Task prompt
Reproduce the rows in the stretch from the line containing "boulder, one point per instance in this photo." through the end of the rows, request lines included. Shift every answer coordinate by -71, and leave the requests and their sample pairs unchanged.

--- Data for this task ---

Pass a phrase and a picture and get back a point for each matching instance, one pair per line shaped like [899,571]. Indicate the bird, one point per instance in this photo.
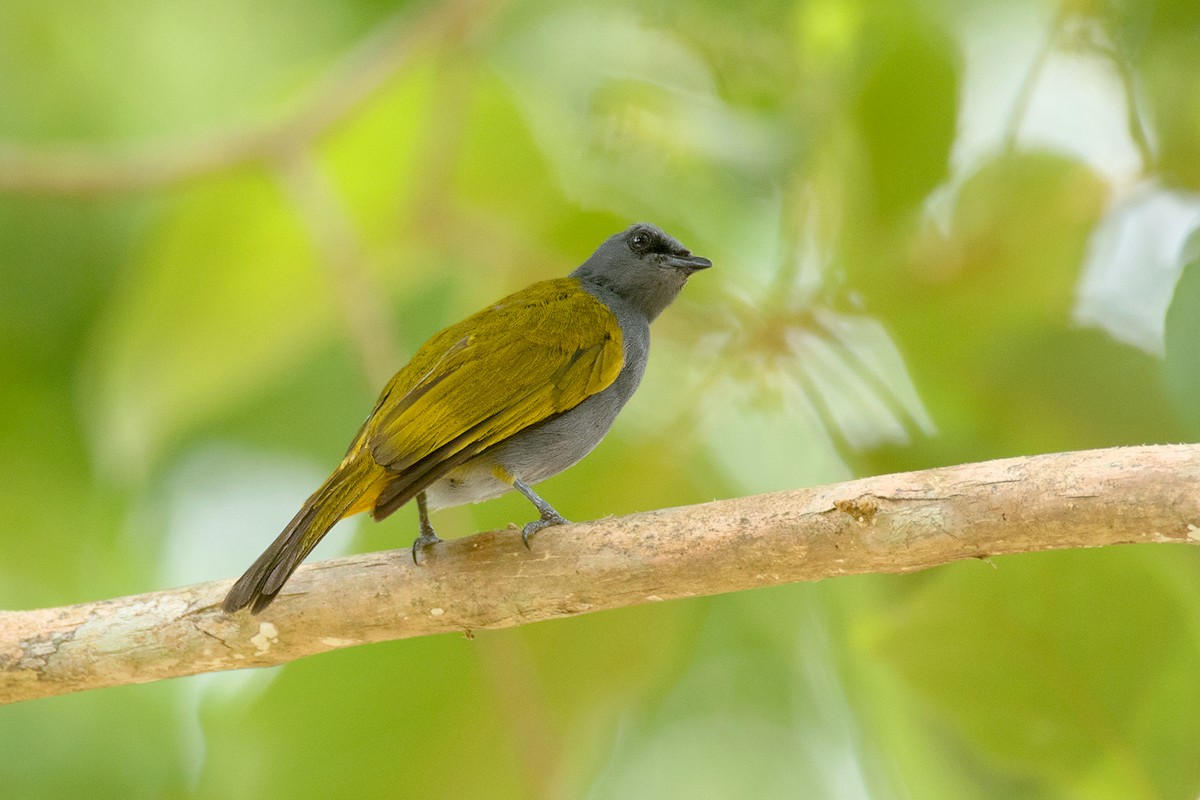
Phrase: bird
[508,397]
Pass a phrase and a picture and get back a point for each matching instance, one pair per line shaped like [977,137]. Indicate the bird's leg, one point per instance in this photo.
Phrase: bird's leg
[549,516]
[427,535]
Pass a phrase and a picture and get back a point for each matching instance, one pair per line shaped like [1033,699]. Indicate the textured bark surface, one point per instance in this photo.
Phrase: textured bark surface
[889,523]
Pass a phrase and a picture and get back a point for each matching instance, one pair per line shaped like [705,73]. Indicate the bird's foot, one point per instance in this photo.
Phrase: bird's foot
[545,521]
[423,541]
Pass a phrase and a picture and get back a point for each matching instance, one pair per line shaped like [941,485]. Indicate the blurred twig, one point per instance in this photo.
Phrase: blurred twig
[89,170]
[1025,96]
[891,523]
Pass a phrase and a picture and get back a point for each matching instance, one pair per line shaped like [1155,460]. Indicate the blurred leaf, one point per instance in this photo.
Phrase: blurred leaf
[226,298]
[1183,340]
[1048,665]
[906,113]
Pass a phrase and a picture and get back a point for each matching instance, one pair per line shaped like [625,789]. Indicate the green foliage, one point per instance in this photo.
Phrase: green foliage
[221,222]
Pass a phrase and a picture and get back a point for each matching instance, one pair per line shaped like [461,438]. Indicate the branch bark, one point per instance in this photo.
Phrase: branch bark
[889,523]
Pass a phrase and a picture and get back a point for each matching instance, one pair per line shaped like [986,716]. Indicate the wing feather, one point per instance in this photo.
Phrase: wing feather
[532,355]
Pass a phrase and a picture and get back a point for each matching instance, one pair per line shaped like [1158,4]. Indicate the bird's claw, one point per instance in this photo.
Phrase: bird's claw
[423,541]
[545,521]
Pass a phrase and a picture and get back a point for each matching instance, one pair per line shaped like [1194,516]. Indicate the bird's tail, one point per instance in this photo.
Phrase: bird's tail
[349,489]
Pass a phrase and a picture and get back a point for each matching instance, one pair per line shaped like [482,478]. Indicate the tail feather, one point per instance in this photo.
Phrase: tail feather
[346,492]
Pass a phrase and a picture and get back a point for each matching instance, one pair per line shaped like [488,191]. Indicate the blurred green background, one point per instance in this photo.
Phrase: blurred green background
[943,232]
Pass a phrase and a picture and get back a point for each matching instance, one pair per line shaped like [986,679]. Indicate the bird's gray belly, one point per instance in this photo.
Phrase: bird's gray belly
[533,455]
[552,445]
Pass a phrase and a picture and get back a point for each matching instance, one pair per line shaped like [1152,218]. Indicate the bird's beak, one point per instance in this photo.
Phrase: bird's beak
[689,263]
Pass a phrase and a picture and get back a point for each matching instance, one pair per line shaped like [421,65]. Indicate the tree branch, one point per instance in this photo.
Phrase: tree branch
[85,170]
[891,523]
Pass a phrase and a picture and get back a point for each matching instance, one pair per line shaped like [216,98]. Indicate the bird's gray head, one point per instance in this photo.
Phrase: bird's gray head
[642,265]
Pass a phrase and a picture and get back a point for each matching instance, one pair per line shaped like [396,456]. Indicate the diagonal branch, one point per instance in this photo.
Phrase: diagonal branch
[889,523]
[84,170]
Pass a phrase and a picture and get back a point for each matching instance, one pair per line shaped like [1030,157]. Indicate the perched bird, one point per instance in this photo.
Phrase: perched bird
[508,397]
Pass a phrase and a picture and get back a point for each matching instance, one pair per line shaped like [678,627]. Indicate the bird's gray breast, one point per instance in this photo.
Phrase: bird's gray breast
[552,445]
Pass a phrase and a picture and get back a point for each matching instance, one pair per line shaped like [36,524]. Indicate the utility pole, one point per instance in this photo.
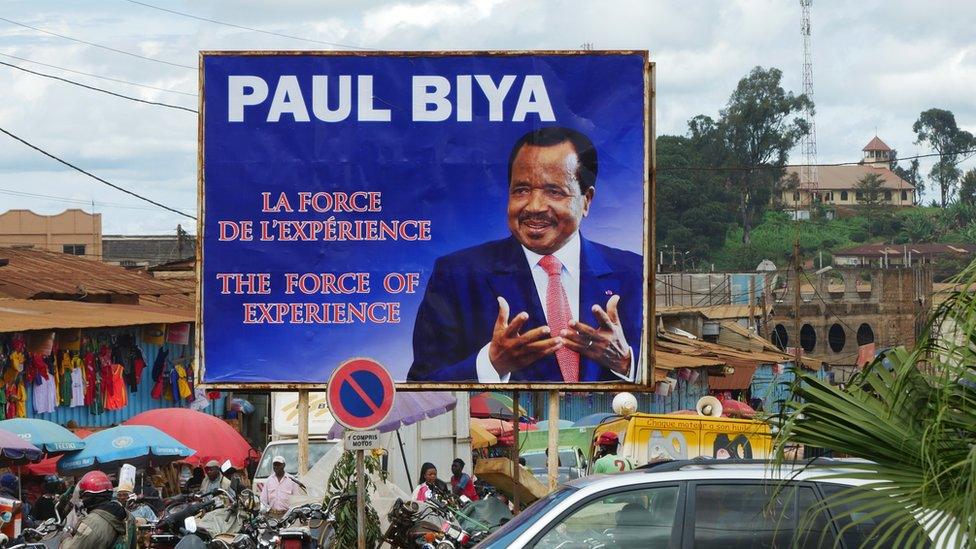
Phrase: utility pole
[798,270]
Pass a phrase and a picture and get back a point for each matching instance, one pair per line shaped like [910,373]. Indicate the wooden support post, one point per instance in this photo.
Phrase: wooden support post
[360,501]
[515,449]
[553,458]
[752,303]
[302,432]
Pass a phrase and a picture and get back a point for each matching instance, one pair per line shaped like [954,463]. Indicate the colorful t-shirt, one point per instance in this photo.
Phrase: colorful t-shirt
[612,463]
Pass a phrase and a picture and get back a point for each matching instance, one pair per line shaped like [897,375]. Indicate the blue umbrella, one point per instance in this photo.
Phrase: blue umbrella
[543,425]
[16,451]
[592,419]
[138,445]
[46,435]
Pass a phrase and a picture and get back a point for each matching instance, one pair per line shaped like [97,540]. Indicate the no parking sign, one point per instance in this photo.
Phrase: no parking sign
[360,394]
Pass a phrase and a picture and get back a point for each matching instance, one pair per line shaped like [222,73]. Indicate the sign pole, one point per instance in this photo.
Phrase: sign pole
[360,502]
[515,450]
[302,432]
[552,461]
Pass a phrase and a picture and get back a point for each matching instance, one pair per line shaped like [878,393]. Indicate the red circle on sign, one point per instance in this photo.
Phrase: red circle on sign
[379,404]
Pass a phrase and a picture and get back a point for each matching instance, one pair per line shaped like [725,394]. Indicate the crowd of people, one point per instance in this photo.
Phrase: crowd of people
[608,460]
[97,513]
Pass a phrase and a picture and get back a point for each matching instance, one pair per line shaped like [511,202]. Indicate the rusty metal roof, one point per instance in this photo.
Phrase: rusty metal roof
[846,177]
[713,312]
[18,315]
[38,274]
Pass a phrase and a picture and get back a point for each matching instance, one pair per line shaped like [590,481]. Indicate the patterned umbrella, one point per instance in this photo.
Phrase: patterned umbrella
[135,444]
[16,451]
[409,408]
[210,436]
[46,435]
[494,405]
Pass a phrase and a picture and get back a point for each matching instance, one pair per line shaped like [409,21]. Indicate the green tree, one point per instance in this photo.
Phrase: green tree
[938,129]
[967,188]
[342,482]
[870,188]
[911,417]
[917,227]
[754,133]
[693,208]
[911,175]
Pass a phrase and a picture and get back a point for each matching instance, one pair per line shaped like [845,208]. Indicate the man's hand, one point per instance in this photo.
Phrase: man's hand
[509,350]
[606,344]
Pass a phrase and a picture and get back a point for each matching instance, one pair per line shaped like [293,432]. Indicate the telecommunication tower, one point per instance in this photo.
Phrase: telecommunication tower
[809,179]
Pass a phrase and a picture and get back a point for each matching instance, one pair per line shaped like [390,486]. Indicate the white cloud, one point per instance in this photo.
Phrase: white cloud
[877,64]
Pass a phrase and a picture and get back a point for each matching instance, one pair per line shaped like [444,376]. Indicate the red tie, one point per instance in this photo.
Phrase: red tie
[559,315]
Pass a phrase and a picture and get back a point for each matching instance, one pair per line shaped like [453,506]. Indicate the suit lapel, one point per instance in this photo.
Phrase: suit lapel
[512,279]
[597,285]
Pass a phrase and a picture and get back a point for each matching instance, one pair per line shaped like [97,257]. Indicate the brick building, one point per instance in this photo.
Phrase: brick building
[843,309]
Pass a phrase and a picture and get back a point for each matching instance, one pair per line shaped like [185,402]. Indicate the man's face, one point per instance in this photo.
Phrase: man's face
[545,206]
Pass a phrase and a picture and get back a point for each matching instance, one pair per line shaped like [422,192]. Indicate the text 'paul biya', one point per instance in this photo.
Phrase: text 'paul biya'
[433,98]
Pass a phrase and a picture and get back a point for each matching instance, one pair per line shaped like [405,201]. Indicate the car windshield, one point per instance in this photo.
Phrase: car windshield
[513,528]
[289,451]
[567,458]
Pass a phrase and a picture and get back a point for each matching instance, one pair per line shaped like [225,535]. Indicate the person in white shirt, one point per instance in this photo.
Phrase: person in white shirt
[577,304]
[278,489]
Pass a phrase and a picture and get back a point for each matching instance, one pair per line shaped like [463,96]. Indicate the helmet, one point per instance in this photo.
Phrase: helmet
[607,438]
[9,482]
[95,482]
[53,484]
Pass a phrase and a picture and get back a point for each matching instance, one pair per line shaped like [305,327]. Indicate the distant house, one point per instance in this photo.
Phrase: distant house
[837,185]
[900,255]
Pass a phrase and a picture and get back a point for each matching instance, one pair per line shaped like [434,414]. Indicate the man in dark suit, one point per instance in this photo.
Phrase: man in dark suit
[579,301]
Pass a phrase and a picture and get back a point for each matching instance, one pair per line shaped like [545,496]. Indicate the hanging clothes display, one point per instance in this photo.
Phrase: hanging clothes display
[182,387]
[45,395]
[77,382]
[116,395]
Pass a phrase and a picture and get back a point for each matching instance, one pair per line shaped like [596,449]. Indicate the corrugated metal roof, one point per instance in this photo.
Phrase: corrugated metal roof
[573,406]
[877,250]
[33,273]
[714,312]
[846,177]
[740,379]
[876,144]
[18,315]
[139,401]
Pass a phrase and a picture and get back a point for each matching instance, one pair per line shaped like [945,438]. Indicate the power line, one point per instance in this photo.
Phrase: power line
[78,201]
[96,45]
[93,88]
[96,178]
[109,78]
[768,167]
[252,29]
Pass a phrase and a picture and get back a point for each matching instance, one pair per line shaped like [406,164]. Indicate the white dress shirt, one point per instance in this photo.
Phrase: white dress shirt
[569,256]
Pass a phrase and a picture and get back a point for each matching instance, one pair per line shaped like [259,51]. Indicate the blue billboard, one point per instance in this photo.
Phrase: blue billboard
[468,217]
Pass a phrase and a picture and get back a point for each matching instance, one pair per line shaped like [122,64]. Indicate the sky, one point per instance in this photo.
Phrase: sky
[876,65]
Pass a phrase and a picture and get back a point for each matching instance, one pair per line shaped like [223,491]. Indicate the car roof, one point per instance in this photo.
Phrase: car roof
[682,470]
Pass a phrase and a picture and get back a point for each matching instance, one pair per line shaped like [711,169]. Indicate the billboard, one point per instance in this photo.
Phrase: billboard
[461,218]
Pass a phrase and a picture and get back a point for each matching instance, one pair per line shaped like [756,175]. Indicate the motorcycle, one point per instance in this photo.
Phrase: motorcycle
[32,538]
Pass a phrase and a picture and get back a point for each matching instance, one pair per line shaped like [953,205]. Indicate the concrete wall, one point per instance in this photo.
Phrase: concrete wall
[52,232]
[891,305]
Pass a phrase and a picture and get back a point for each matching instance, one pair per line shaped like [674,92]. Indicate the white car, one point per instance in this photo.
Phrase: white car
[692,504]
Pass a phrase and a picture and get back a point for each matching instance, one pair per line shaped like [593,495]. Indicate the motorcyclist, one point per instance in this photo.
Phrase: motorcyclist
[45,507]
[107,524]
[214,479]
[19,509]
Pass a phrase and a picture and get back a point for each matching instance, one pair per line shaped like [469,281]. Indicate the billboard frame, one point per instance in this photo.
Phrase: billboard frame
[646,381]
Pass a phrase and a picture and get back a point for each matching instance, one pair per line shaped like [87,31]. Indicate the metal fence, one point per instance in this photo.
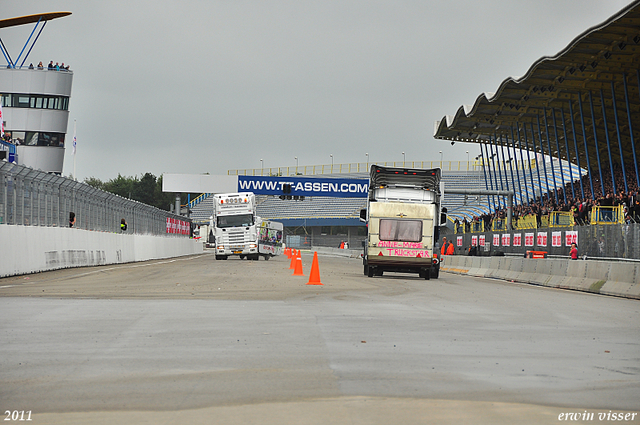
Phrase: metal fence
[35,198]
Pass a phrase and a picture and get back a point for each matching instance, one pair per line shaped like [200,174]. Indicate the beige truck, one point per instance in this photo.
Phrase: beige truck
[403,219]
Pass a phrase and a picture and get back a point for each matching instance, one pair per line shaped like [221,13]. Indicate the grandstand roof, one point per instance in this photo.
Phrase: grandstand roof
[601,63]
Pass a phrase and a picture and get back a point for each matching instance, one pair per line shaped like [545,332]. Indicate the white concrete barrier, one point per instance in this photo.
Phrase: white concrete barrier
[608,278]
[31,249]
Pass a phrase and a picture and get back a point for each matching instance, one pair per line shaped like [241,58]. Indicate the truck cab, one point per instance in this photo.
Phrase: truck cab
[403,217]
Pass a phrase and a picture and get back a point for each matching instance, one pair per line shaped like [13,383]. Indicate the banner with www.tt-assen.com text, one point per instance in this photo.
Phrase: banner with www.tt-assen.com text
[304,186]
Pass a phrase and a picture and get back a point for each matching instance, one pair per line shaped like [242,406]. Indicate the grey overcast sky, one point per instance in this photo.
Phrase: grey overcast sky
[197,86]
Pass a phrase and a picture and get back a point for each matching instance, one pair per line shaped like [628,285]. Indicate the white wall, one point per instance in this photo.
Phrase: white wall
[30,249]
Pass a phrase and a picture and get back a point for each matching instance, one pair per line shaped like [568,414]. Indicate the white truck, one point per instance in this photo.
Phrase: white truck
[403,219]
[234,225]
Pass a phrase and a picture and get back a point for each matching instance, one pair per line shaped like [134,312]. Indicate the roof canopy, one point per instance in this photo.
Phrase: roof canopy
[30,19]
[597,71]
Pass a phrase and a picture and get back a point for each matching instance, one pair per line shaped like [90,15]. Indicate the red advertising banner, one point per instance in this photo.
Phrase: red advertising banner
[571,236]
[517,239]
[556,238]
[528,239]
[542,239]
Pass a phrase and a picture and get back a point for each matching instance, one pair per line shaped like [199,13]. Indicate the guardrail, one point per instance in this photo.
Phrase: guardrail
[30,197]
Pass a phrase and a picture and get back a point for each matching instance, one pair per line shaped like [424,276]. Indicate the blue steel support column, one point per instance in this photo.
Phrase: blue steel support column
[615,115]
[544,163]
[524,174]
[566,148]
[33,44]
[515,159]
[553,171]
[535,150]
[493,197]
[495,175]
[526,144]
[595,139]
[575,145]
[586,150]
[633,145]
[29,39]
[6,54]
[606,133]
[504,163]
[484,171]
[502,181]
[555,132]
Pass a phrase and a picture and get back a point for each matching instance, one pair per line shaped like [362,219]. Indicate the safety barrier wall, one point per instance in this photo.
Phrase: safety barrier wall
[608,278]
[31,249]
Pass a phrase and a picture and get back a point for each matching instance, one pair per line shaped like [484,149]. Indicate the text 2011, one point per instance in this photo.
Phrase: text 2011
[17,415]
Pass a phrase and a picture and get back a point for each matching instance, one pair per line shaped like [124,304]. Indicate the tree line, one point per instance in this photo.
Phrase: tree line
[146,189]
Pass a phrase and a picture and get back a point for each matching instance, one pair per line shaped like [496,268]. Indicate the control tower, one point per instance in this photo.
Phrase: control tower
[35,102]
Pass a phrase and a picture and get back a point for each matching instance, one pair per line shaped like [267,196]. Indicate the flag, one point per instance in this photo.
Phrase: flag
[74,138]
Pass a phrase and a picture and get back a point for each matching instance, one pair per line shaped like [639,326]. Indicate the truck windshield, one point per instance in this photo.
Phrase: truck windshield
[401,230]
[240,220]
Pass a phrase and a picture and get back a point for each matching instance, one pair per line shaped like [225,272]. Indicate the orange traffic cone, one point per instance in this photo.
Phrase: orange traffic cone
[298,269]
[314,276]
[292,266]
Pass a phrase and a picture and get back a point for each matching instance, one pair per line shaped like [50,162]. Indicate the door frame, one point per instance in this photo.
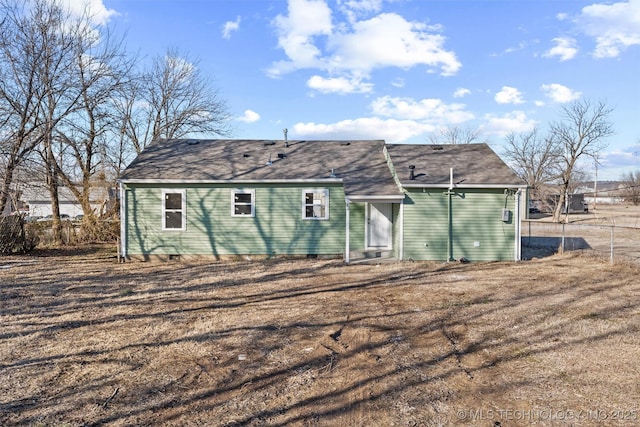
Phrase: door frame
[367,242]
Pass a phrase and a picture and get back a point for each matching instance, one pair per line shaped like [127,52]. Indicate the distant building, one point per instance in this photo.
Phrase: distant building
[38,200]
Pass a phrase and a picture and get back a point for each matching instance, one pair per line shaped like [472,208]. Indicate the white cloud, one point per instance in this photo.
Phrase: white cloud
[296,31]
[432,110]
[391,130]
[559,93]
[354,8]
[229,27]
[461,92]
[249,117]
[614,27]
[339,85]
[95,9]
[309,39]
[388,40]
[516,122]
[509,95]
[398,82]
[565,49]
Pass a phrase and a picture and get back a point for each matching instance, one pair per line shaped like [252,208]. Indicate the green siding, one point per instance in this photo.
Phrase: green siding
[277,228]
[476,217]
[356,226]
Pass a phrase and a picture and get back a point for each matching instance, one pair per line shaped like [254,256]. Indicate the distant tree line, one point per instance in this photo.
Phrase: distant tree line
[76,107]
[549,161]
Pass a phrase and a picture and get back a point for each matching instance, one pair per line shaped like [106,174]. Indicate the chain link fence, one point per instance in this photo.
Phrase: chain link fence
[612,242]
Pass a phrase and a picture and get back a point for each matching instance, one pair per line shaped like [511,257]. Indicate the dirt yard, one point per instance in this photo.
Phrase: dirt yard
[86,341]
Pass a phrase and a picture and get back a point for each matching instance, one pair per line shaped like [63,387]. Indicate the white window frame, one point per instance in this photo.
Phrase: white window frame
[252,204]
[325,192]
[182,210]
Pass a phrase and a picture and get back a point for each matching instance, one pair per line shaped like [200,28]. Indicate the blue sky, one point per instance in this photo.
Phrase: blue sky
[401,70]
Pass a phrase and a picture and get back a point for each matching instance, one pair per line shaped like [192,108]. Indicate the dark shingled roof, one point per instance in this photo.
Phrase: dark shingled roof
[473,164]
[360,164]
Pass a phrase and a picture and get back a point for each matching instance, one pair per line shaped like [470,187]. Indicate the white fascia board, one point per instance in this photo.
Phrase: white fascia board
[469,186]
[376,199]
[231,181]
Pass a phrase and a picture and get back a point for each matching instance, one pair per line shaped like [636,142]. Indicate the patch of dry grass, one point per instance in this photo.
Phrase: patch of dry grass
[87,341]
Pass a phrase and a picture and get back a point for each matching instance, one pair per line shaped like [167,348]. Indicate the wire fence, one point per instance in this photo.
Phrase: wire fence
[615,243]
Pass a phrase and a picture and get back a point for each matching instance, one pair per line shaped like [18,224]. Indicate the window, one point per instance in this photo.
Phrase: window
[173,209]
[315,204]
[243,203]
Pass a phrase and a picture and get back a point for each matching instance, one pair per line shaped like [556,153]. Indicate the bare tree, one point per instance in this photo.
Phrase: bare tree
[456,135]
[583,131]
[171,100]
[100,71]
[631,181]
[21,91]
[534,158]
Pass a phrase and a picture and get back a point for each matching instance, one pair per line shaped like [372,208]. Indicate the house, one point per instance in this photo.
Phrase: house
[228,198]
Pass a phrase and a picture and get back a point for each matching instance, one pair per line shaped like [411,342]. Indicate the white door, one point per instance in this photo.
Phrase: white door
[378,226]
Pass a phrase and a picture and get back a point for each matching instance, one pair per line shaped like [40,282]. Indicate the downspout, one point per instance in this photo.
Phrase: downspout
[347,221]
[123,221]
[450,193]
[401,231]
[518,220]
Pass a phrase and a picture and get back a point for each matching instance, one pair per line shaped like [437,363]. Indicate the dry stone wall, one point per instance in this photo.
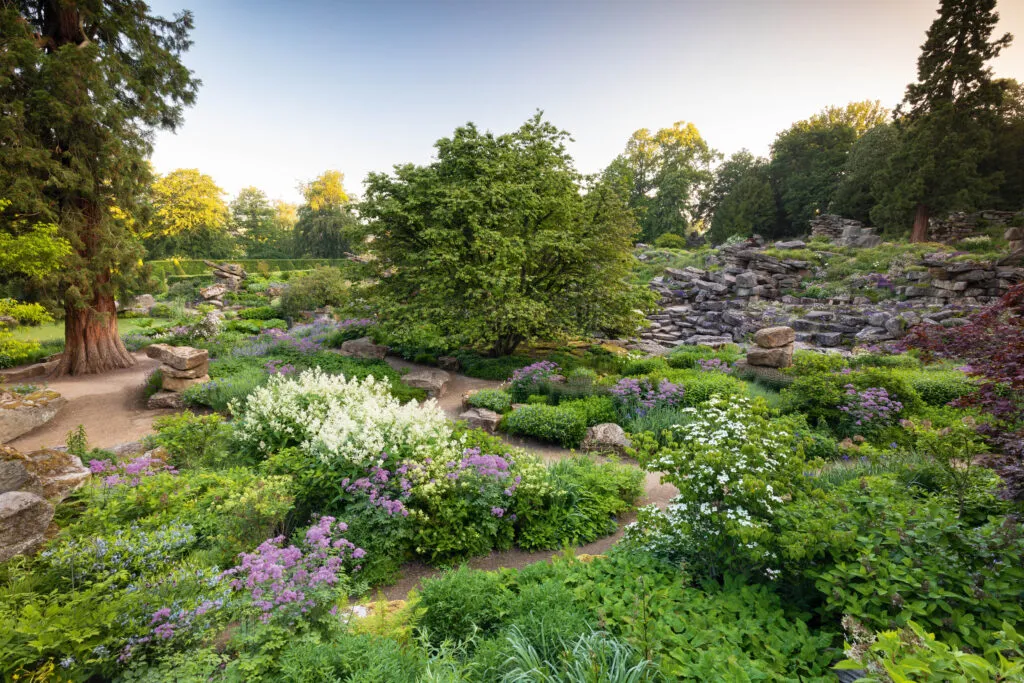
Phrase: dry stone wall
[747,291]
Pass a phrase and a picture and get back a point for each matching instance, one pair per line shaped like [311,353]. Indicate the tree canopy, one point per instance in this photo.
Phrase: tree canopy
[499,241]
[946,118]
[83,86]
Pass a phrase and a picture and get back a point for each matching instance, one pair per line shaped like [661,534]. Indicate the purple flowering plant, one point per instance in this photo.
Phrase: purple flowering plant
[635,396]
[286,583]
[869,410]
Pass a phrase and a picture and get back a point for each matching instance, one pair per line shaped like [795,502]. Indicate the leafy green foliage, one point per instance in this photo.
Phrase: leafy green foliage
[557,424]
[492,399]
[505,249]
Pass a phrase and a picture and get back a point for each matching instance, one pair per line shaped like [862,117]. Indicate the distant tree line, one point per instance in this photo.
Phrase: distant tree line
[955,142]
[185,214]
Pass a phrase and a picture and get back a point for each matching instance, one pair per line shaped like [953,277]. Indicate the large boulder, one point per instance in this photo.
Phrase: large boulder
[178,357]
[58,472]
[24,519]
[20,414]
[774,337]
[770,357]
[364,347]
[434,382]
[606,437]
[481,418]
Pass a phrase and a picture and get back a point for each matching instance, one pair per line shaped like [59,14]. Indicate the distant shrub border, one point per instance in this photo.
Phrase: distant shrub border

---

Response below
Pass a phrase and a picture and get back a point for each matching instance, one pair per line shaped like [953,277]. Indicate the large boulder, one point per instance in this photo.
Phrase: large boulder
[107,286]
[-13,401]
[-47,448]
[-51,343]
[703,266]
[699,286]
[293,276]
[363,311]
[535,366]
[410,347]
Pass a phrase and a picture and get back a point for each matching instance, one pair per line shaped like [59,14]. Indicate the distant shrub border, one point per instance in this photo.
Phrase: distant shrub border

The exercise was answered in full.